Turn all the rows below into a Markdown table with two columns, Number and Row Text, giving each line a number and its text. Leave out blank lines and the pictures.

= Given data =
** BEGIN **

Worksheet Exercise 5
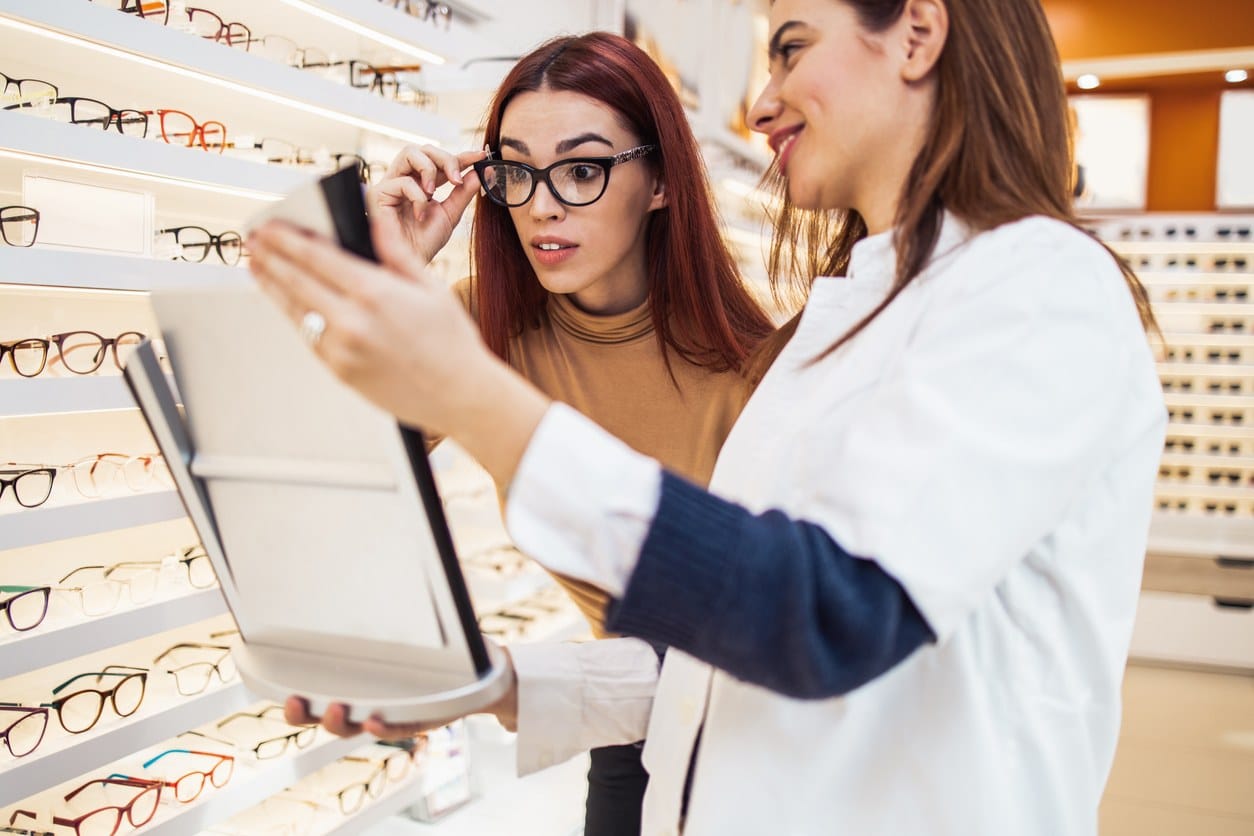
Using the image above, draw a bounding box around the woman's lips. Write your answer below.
[532,244,579,267]
[779,129,801,172]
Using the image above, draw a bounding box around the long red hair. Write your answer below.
[470,33,774,371]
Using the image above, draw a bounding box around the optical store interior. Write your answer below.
[0,0,1254,836]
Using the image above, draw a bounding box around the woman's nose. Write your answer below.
[745,80,784,134]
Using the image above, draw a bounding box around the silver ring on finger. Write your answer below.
[300,311,326,348]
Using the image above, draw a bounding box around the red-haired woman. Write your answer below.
[371,33,771,836]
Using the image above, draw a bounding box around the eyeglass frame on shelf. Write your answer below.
[0,203,40,247]
[157,224,243,267]
[139,108,227,154]
[39,664,149,734]
[0,461,59,508]
[0,702,48,757]
[153,642,240,697]
[43,778,162,836]
[109,748,234,805]
[4,95,148,139]
[0,584,53,633]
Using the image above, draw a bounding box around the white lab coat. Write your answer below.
[509,218,1166,836]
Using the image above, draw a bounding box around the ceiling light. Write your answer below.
[275,0,444,64]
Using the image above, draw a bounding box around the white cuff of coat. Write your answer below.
[509,638,658,776]
[505,402,662,598]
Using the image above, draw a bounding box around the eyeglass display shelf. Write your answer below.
[0,242,243,292]
[205,0,500,66]
[0,0,458,147]
[1155,301,1254,317]
[0,682,258,807]
[1129,590,1254,672]
[0,490,186,551]
[1162,393,1254,411]
[0,587,227,679]
[322,771,433,836]
[0,368,177,418]
[366,717,588,836]
[130,726,371,836]
[1105,241,1254,256]
[0,109,302,217]
[1146,516,1254,559]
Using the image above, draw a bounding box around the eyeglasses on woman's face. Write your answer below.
[474,145,657,208]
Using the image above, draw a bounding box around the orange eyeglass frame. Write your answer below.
[143,108,227,154]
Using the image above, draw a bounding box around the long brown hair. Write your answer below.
[766,0,1157,356]
[470,33,774,371]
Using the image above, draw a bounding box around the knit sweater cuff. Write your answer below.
[606,471,744,647]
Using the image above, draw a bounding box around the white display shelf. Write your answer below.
[0,682,257,812]
[1167,421,1254,441]
[1154,481,1254,503]
[1136,269,1254,287]
[0,368,177,418]
[1157,361,1254,379]
[324,773,423,836]
[0,588,227,679]
[366,717,588,836]
[0,490,186,551]
[1162,330,1254,345]
[1162,393,1254,410]
[1146,513,1254,558]
[0,244,241,292]
[0,0,458,146]
[258,0,498,64]
[1129,592,1254,671]
[1155,302,1254,318]
[0,107,300,217]
[1159,451,1254,471]
[141,736,371,836]
[1106,241,1254,256]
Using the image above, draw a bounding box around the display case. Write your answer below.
[0,0,578,833]
[1088,213,1254,669]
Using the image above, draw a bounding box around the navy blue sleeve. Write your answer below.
[606,473,935,699]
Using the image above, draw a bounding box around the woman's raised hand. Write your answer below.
[248,208,549,485]
[366,145,484,264]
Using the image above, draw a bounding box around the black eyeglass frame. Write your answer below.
[157,226,243,267]
[0,73,61,104]
[474,144,657,209]
[0,465,56,511]
[0,203,39,247]
[5,95,148,139]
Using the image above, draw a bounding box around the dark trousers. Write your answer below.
[583,742,648,836]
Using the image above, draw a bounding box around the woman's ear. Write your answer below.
[648,175,667,212]
[902,0,949,83]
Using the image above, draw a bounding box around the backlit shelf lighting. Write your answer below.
[0,14,443,145]
[0,148,283,201]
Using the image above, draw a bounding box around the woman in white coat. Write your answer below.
[250,0,1166,836]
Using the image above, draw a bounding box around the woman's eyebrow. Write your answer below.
[500,137,532,157]
[553,132,614,154]
[766,20,805,60]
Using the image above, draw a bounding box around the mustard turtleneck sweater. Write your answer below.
[455,280,751,638]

** END **

= Reply =
| Number | Row Text |
|---|---|
| 1 | Worksheet Exercise 5 |
| 2 | Using the image above, draw a bounding box around the woman's lips. Write your answer below. |
| 3 | [532,244,579,267] |
| 4 | [779,129,801,172] |
| 5 | Using the image above, draw a bounding box around the long red hair. Write your answer below. |
| 6 | [470,33,774,371] |
| 7 | Using the image above, draw a bounding box around the optical store interior. Write your answer below. |
| 8 | [0,0,1254,836] |
| 9 | Using the image above, draw a bounding box around the woman's nose. Write your answer below. |
| 10 | [745,80,784,134] |
| 11 | Using the image above, draw a bounding box around the silver ring on finger. Write your answer below. |
| 12 | [300,311,326,348] |
| 13 | Using the image above, draw a bounding box around the red-haired woman. Write your answer below. |
| 14 | [371,33,771,836] |
| 15 | Using the image above, draw a bounding box around the eyeglass frame on shelf. Write your answer below. |
| 16 | [0,203,40,247] |
| 17 | [157,224,243,267] |
| 18 | [139,108,227,154] |
| 19 | [39,664,149,734] |
| 20 | [0,461,59,508] |
| 21 | [0,702,48,757] |
| 22 | [153,642,240,697] |
| 23 | [43,778,162,836] |
| 24 | [109,748,234,805] |
| 25 | [4,95,148,139] |
| 26 | [0,584,53,633] |
| 27 | Using the image above, draw a bounding box around the white lab coat. Write your answer below. |
| 28 | [509,218,1166,836] |
| 29 | Using the image above, draw a bounding box around the ceiling light. Write your answer below. |
| 30 | [275,0,444,64] |
| 31 | Using the image above, draw a bounding box around the white cuff of coat. Write your answer below. |
| 32 | [509,638,658,776] |
| 33 | [505,402,662,598] |
| 34 | Using the image above, draw a bounding box around the eyeglass display shelf. Write your answer below. |
| 35 | [0,242,243,292] |
| 36 | [205,0,500,66] |
| 37 | [0,0,458,147] |
| 38 | [1155,301,1254,317] |
| 39 | [0,682,258,807] |
| 40 | [1129,590,1254,672] |
| 41 | [0,490,186,551] |
| 42 | [1162,393,1254,411] |
| 43 | [0,587,227,679] |
| 44 | [322,771,433,836] |
| 45 | [0,368,177,418] |
| 46 | [366,717,588,836] |
| 47 | [130,726,371,836] |
| 48 | [1105,241,1254,256] |
| 49 | [0,109,302,217] |
| 50 | [1146,516,1254,559] |
| 51 | Using the image above, draw a bounding box around the eyeglasses on woman's face. Write your answer below. |
| 52 | [474,145,657,208] |
| 53 | Using the image above, draw a bounding box around the orange eyeglass frame. Write your answer below. |
| 54 | [143,108,227,154] |
| 55 | Using the image above, draw a bounding box around the long brown hair. Write your answer below. |
| 56 | [766,0,1157,356] |
| 57 | [470,33,774,371] |
| 58 | Using the image above, draw a bounding box around the knit sweater cuff. Write your answer below. |
| 59 | [606,471,744,647] |
| 60 | Using the image above, draw a bounding box around the white display shelf. Write your answer below. |
| 61 | [0,682,257,812] |
| 62 | [1167,421,1254,441] |
| 63 | [1154,481,1254,503] |
| 64 | [1136,269,1254,287] |
| 65 | [0,368,177,418] |
| 66 | [1157,361,1254,379] |
| 67 | [324,773,423,836] |
| 68 | [0,588,227,679] |
| 69 | [366,717,588,836] |
| 70 | [0,490,186,551] |
| 71 | [1162,330,1254,345] |
| 72 | [1162,393,1254,410] |
| 73 | [1146,513,1254,558] |
| 74 | [0,244,241,292] |
| 75 | [0,0,458,146] |
| 76 | [258,0,498,64] |
| 77 | [1129,592,1254,671] |
| 78 | [1155,302,1254,318] |
| 79 | [0,107,300,217] |
| 80 | [1159,451,1254,471] |
| 81 | [141,736,371,836] |
| 82 | [1106,241,1254,256] |
| 83 | Using the image above, draw a bounding box around the display case. Write your answer below. |
| 84 | [0,0,578,833] |
| 85 | [1088,213,1254,669] |
| 86 | Using the image above, draw a bounding box around the navy blue sleeve. Write your answer below. |
| 87 | [606,473,935,699] |
| 88 | Using the image above, draw a bounding box around the woman's raised hand. Write your answer below. |
| 89 | [248,208,549,485] |
| 90 | [366,145,484,264] |
| 91 | Using the image above, draw a bounding box around the black eyeglass frame. Write your answer below. |
| 92 | [157,226,243,267] |
| 93 | [0,73,61,104] |
| 94 | [474,144,657,209] |
| 95 | [0,465,56,511] |
| 96 | [0,203,39,247] |
| 97 | [5,95,148,139] |
| 98 | Using the image above, draw a bounding box around the dark trousers. Write your answer below. |
| 99 | [583,742,648,836] |
| 100 | Using the image above, draw a bounding box around the woman's ear. Write your answer below. |
| 101 | [648,175,667,212] |
| 102 | [902,0,949,83] |
| 103 | Using the image above, draw a bounding box around the backlit shelf lighting. Write your answer below. |
| 104 | [0,14,443,145] |
| 105 | [0,148,283,201] |
| 106 | Using the image above, draw a bounding box around the woman in white coat. Write your answer below. |
| 107 | [250,0,1166,836] |
| 108 | Using the image above, draw a bounding box around the woman's eyebrow. Write your answer below. |
| 109 | [500,137,532,157] |
| 110 | [553,132,614,154] |
| 111 | [766,20,805,60] |
| 112 | Using the image above, draw a bounding box around the mustard turtleneck sweater. Write your answer below. |
| 113 | [455,280,751,638] |